From the line containing "of the pale" down to the last line of the records below, copy every line exactly. Leave out everything before it.
+ + +
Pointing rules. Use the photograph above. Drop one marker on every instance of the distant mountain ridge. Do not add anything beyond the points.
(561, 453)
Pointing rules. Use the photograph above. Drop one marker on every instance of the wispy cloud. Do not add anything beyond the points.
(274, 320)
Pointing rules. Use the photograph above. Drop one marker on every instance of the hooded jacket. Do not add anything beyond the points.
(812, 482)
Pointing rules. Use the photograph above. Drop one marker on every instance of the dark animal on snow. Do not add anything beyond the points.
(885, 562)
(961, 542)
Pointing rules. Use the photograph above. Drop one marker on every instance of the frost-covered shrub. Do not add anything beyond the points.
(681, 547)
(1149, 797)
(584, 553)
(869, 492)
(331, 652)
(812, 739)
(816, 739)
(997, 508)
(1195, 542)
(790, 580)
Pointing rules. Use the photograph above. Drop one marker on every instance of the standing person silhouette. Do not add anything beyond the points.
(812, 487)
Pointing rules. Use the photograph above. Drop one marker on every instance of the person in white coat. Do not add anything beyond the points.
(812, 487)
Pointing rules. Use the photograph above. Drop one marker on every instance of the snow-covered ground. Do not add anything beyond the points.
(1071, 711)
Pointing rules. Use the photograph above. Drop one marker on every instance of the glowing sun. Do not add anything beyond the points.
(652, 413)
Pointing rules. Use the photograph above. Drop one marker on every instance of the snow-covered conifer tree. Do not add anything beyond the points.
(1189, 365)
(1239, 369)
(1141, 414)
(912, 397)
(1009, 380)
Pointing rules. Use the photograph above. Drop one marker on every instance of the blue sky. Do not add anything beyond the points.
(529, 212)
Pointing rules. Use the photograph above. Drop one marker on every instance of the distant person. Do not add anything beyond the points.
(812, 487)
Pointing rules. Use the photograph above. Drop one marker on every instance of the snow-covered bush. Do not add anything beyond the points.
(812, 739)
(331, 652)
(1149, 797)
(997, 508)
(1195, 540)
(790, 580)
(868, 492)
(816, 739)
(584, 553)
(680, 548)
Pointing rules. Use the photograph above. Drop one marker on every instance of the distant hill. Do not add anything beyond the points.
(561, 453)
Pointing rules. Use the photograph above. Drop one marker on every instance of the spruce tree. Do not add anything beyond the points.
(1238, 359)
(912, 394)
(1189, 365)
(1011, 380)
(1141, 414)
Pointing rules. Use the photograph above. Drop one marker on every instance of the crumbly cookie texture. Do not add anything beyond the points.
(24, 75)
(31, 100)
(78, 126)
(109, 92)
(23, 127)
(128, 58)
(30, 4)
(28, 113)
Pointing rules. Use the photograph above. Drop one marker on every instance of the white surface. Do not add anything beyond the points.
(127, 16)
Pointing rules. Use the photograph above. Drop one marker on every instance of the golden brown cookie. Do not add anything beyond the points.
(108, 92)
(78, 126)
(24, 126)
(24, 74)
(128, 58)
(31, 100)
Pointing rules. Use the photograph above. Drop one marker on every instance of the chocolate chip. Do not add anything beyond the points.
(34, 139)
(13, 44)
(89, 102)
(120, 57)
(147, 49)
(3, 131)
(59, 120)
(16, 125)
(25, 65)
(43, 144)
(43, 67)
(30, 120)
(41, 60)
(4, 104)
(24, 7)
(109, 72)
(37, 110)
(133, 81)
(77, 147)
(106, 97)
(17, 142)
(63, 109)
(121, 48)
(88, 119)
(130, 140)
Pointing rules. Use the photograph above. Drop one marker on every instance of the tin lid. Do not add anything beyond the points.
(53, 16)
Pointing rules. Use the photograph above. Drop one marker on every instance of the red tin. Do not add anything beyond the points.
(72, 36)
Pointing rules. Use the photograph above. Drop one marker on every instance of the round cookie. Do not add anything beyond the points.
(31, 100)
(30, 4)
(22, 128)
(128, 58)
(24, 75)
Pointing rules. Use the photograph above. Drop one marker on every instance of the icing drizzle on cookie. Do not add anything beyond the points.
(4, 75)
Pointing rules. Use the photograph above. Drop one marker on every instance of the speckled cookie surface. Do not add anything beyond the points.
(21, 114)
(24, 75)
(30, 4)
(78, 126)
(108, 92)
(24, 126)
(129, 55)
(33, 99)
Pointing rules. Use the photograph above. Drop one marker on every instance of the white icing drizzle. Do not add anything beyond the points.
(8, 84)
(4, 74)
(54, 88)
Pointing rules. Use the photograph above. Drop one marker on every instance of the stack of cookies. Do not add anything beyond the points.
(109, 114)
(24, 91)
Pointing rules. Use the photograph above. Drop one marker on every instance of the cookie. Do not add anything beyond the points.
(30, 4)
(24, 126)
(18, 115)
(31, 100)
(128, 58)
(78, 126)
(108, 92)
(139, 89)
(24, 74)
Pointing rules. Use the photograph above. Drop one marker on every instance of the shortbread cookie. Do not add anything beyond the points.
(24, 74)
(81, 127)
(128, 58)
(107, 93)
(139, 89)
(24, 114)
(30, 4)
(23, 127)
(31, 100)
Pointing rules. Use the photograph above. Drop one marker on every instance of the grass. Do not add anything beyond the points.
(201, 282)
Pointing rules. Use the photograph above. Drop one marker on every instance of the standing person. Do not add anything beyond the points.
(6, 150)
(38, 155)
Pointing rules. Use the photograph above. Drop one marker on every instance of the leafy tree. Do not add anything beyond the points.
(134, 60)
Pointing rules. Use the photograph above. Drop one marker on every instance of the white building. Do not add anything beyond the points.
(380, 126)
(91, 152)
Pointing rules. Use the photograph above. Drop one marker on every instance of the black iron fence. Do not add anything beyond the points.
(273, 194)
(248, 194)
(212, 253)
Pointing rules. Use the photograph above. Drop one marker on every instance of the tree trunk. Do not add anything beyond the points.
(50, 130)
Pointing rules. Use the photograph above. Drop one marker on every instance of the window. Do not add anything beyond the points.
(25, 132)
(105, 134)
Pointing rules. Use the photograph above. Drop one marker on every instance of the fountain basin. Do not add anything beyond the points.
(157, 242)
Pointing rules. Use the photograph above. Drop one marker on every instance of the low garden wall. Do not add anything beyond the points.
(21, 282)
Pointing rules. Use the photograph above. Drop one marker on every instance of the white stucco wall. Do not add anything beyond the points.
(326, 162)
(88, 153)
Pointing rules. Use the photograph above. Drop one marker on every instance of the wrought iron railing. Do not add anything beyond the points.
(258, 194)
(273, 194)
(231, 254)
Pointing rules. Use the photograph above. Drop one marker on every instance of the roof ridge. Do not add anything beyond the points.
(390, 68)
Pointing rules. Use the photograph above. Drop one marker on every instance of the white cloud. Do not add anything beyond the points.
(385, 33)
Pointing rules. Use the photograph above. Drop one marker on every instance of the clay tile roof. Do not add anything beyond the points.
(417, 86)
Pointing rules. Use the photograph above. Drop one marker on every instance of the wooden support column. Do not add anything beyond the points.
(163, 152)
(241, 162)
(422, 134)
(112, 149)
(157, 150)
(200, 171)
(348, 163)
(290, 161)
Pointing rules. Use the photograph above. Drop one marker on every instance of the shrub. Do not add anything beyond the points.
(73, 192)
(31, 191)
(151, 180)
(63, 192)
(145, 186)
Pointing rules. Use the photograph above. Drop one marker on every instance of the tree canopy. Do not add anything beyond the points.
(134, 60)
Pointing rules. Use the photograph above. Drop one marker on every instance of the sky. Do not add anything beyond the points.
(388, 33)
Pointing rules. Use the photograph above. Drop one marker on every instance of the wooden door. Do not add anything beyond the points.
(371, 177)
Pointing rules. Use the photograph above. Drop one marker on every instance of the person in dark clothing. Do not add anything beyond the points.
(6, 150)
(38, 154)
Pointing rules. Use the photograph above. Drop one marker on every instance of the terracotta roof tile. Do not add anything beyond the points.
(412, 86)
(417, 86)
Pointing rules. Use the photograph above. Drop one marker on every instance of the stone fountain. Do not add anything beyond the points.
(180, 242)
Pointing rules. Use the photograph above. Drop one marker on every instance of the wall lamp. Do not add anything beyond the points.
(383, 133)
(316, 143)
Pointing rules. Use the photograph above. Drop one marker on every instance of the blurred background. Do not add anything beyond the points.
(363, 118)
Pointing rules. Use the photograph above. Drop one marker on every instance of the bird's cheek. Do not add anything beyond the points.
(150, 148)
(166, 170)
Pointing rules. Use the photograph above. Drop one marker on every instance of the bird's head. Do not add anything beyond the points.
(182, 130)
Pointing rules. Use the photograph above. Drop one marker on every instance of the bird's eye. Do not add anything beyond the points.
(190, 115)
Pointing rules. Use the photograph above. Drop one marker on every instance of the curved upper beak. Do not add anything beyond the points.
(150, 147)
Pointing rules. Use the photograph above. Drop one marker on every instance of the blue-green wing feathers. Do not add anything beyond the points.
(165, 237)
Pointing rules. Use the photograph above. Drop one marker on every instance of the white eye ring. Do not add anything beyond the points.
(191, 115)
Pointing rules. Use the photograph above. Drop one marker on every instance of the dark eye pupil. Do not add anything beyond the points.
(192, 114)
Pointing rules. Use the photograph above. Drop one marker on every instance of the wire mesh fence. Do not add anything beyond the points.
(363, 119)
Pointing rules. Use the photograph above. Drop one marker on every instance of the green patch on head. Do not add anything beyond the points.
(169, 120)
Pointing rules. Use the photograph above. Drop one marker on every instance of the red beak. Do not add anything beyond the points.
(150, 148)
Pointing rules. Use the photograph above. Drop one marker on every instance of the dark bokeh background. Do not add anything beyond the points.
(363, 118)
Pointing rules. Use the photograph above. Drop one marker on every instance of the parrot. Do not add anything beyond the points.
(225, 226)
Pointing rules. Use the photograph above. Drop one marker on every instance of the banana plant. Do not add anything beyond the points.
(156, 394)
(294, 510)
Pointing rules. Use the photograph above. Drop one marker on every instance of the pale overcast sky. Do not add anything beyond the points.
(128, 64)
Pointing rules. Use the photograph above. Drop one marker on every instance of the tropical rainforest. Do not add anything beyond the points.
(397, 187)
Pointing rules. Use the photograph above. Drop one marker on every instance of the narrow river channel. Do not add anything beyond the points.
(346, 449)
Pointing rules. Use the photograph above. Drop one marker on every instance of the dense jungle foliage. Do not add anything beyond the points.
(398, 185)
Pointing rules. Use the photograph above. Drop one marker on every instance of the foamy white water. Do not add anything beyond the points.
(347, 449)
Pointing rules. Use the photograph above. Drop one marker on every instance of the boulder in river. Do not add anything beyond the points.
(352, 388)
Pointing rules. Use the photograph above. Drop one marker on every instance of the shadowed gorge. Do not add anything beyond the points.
+ + +
SOLUTION TO THE PROBLEM:
Pointing rules. Use the photograph above. Drop one marker on every instance of the pale overcast sky. Do not add anything beyond the points.
(128, 64)
Pointing rules. Use the photograph above. Drop one marker on every instance of the tropical rainforest. Do not add anything beyond the points.
(397, 187)
Pointing rules. Use the photograph above. Drop one marker on every instance of the narrow river channel. Do not add anything beyond the points.
(346, 449)
Pointing rules. Use the photograph above. Drop one marker on every instance of the dense jungle foliage. Do not add anything beyond the points.
(398, 185)
Pointing rules. Use the photograph above. Drop one marker on every instance of the foamy white water. Do not add anything beyond the points.
(347, 449)
Pointing rules. Use the photograph above. Drop one marker on every instance of the boulder in river. Do not add anything beyond the points.
(352, 388)
Pointing rules. Use the photograph above. Drop one marker on every instance of the shadowed gorge. Do not add anything beyond the points.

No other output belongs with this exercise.